What you will do
The expected answer is the complete listing, reproduced character for character.

Available records
=======

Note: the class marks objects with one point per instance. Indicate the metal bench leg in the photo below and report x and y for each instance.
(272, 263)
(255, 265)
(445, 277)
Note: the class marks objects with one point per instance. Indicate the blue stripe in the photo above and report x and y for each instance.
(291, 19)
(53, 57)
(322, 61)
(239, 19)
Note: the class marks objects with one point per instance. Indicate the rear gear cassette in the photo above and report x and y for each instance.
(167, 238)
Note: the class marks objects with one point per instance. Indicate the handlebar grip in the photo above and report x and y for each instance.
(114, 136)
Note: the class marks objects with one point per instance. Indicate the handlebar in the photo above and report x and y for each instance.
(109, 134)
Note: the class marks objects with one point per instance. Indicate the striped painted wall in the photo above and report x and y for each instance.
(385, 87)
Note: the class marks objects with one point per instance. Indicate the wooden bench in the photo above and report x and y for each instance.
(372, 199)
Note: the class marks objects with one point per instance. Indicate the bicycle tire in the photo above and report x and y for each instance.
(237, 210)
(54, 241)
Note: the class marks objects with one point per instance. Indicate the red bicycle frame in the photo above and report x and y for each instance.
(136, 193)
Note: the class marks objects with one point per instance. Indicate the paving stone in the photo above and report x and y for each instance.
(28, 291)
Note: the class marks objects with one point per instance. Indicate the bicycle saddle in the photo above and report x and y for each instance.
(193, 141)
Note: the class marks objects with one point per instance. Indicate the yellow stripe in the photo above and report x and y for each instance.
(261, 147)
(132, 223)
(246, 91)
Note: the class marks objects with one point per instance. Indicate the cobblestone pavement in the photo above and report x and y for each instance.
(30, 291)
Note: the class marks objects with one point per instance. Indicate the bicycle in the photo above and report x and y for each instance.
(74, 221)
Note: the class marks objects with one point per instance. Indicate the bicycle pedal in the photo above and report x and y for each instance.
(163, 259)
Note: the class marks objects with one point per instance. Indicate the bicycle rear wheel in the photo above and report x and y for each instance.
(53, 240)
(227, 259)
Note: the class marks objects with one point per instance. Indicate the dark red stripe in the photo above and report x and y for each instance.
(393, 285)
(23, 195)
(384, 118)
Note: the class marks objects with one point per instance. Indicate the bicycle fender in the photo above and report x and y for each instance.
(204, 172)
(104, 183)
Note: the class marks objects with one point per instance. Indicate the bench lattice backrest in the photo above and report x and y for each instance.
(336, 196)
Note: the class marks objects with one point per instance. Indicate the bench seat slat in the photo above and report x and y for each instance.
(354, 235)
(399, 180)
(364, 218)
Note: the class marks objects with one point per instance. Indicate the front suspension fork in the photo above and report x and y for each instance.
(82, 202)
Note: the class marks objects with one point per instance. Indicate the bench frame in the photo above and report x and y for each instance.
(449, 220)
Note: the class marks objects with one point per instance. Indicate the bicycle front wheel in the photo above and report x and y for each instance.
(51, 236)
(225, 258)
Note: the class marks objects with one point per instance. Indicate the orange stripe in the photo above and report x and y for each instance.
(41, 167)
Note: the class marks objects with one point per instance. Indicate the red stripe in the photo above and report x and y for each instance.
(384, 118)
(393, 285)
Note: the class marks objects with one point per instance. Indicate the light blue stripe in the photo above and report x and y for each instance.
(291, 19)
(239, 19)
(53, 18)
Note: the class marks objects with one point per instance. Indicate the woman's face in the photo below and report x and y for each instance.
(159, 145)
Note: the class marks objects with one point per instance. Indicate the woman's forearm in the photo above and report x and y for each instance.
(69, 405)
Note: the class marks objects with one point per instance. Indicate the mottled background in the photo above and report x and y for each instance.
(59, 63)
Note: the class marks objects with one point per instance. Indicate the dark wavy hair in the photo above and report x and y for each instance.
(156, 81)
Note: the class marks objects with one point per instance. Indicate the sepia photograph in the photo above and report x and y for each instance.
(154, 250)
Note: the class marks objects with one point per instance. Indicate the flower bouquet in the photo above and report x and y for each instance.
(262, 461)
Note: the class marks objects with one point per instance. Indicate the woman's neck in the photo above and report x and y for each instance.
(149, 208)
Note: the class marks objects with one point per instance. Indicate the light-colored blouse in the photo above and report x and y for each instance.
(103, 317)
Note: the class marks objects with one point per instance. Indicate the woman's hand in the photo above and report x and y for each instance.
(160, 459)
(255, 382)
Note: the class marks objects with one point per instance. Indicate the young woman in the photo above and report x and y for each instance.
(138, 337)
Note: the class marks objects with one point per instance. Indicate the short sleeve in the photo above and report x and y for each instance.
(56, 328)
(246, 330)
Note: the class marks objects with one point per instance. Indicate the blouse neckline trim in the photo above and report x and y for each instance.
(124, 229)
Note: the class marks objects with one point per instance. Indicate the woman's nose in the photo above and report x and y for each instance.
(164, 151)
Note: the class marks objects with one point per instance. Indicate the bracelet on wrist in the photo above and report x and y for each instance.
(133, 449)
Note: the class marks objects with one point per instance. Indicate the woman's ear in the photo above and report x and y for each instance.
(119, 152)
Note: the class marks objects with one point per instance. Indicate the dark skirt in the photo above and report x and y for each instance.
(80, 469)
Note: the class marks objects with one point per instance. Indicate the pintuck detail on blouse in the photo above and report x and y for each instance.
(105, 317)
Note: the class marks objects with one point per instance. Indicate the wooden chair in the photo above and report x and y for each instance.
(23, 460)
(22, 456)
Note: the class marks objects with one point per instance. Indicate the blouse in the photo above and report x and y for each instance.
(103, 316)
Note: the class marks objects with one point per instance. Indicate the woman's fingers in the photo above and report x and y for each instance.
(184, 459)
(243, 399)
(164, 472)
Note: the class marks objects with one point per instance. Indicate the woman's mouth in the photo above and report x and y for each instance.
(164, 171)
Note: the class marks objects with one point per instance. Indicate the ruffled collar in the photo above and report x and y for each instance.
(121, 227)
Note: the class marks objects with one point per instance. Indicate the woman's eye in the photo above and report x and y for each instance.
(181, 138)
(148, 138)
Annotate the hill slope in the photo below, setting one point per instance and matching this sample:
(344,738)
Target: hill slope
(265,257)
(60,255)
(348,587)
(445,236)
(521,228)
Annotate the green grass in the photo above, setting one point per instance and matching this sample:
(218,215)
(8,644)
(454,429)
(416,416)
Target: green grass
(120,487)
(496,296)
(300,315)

=======

Written answer
Note: the class marks objects with one point per instance. Indicate the metal bench leg in the photo below and report x and y for each instance.
(272, 263)
(255, 265)
(445, 277)
Note: the class marks objects with one point per instance. Indicate the blue stripe in the photo above and report x and y for each instance.
(291, 19)
(53, 57)
(322, 61)
(239, 19)
Note: the class marks objects with one point per instance. Indicate the rear gear cassette in the photo above and report x and y for each instance.
(167, 238)
Note: the class marks objects with one point per instance. Indicate the handlebar grip in the photo above and report x and y for each instance.
(114, 136)
Note: the class marks objects with one point per instance. Indicate the handlebar in the photo above and report x and y for each instance.
(109, 134)
Note: the class marks objects with one point per instance. Indicate the striped painted wall in the photo above and report x and y for each instance.
(385, 87)
Note: the class marks objects with one point per instance. Indicate the wooden bench in the photo above and report x and y for each instance.
(372, 199)
Note: the class marks objects with one point per instance. Indicate the bicycle tire in the photo above and report x and y for each instance.
(237, 210)
(54, 241)
Note: the class marks objects with one point per instance. Indicate the red bicycle frame in the photo above and report x and y for each instance.
(136, 193)
Note: the class marks objects with one point per instance. Indicate the paving stone in the photo above and report x and y for each instance.
(28, 291)
Note: the class marks objects with one point per instance. Indicate the bicycle saddle in the photo above and report x and y for each instance.
(193, 141)
Note: the class marks objects with one point per instance. Indicate the yellow stripe in the photo above and report x and y for each instance.
(261, 147)
(132, 223)
(246, 91)
Note: the class marks objects with one point per instance. Indicate the cobblestone pavement in the photo above and report x and y for each instance.
(30, 291)
Note: the class marks objects with one point per instance. Indicate the bicycle in the photo above and report x and y for each instance.
(74, 221)
Note: the class marks objects with one point per instance. Indicate the bicycle pedal in the photo above and report x and y for each instance.
(163, 259)
Note: the class marks objects with one point per instance. Indicate the bicycle rear wheel in the photo above and report x and y for each instance.
(53, 240)
(227, 259)
Note: the class marks objects with one point per instance. Indicate the dark red stripe in the photo above and report x and y for each instance.
(393, 285)
(23, 195)
(384, 118)
Note: the class marks objects with one point per instance. Indicate the bicycle fender in the photo above and report x and y for each instance.
(204, 172)
(104, 183)
Note: the class marks objects with one point per instance. Indicate the bench lattice backrest in the photo above and report x and y for each instance.
(336, 196)
Note: the class marks objects with one point per instance. Indicate the bench seat slat in the photo above and report x and y for each instance.
(354, 235)
(399, 180)
(364, 218)
Note: the class marks objects with one point per instance. Indicate the front suspension fork in the photo above and report x and y for each instance.
(82, 202)
Note: the class marks objects with one point per instance. Indicate the bench frame in the photo above and report x and y for each instance.
(449, 220)
Note: the class marks objects with one point per instance. Indicate the bicycle front wheel in the photo above and report x and y for each instance.
(51, 236)
(225, 258)
Note: the class marks objects with one point per instance. Indicate the orange stripe in the photo above and report x and y for each instance.
(41, 167)
Note: the class marks objects with one point per instance. Indicate the red stripe in the photo above and report x and y for each instance.
(384, 118)
(393, 285)
Note: the class marks objects with one point per instance. Indicate the light blue stripe in the photo above and report x and y for each instance.
(291, 19)
(239, 19)
(53, 18)
Note: the class marks objects with one point per instance. Indicate the woman's face in the photo below and report x and y for each instance.
(159, 145)
Note: the class marks objects with one point per instance. Indicate the woman's forearm in the photo above and report x and y for each instance.
(69, 405)
Note: the class marks objects with one point per instance. Indicate the mottled background in the photo above and report x and y for each instance.
(59, 63)
Note: the class marks objects with one point per instance. Indicate the dark wavy hair in the photo above and report x and y for each instance.
(156, 81)
Note: the class marks objects with one point per instance. Indicate the sepia photograph in the photo above and report x and y for each instance.
(154, 250)
Note: the class marks objects with one point per instance. Indicate the flower bouquet in the photo above and report x and y for each instance.
(262, 461)
Note: the class marks objects with one point per instance. Indicate the woman's neck in the photo above and report x and y for each instance.
(149, 208)
Note: the class marks objects with one point per instance. Indicate the light-colored blouse in the photo above and report x and y for each instance.
(103, 317)
Note: the class marks objects with one point per instance. Indicate the woman's hand in the photo above and report x and y for each instance.
(160, 459)
(255, 382)
Note: the class marks objects with one point per instance. Indicate the young woman in the photo above and report x and y for each instance.
(138, 337)
Note: the class marks objects with one point per instance. Indicate the short sleeve in the photo above and report x and y for each instance.
(56, 328)
(246, 330)
Note: the class marks objects with one point per instance. Indicate the blouse neckline trim in the photo above and report x and y for each instance.
(124, 229)
Note: the class marks objects with one point per instance. Indicate the woman's nose in the photo above and report x and y for each instance.
(164, 151)
Note: the class marks objects with one point per instance. Indicate the bracelet on wrist in the photo above and report x and y for each instance.
(133, 449)
Note: the class marks objects with one point per instance. Indicate the woman's ear in the photo above and report x and y for each instance.
(119, 152)
Note: the class marks objects with one point per instance. Indicate the dark skirt in the photo above and report x and y for each instance.
(80, 469)
Note: the class marks objects with one point per instance. Indicate the pintuck detail on blouse in the photo above and report x and y for each instance.
(105, 317)
Note: the class marks objects with one point per instance. Indicate the wooden chair in the photo above and report x and y for each instance.
(23, 460)
(22, 456)
Note: the class marks objects with one point per instance. Indicate the blouse in the photo above and report x and y for each instance.
(103, 316)
Note: the class marks objects with one point per instance. Indicate the woman's fingers in the photo above and report x and y for each instance.
(184, 459)
(243, 399)
(164, 472)
Note: the class marks objects with one point per instance. Indicate the woman's mouth in the photo above and report x and y for each instance.
(164, 171)
Note: the class marks objects with one point per instance. Indicate the ruffled collar in the photo above and report x and y for each instance.
(121, 227)
Note: the class marks objects with one point per instance. Indicate the woman's eye in the photo above and report x and y for each instance.
(181, 138)
(148, 138)
Annotate the hill slope in the photo below, setting one point per instance and matching this sample:
(344,738)
Target: hill slope
(265,257)
(60,255)
(348,587)
(445,236)
(521,228)
Annotate the green grass in the photo above, setting one point per instance and matching this sample:
(218,215)
(8,644)
(454,429)
(416,416)
Target: green grass
(120,487)
(496,296)
(300,315)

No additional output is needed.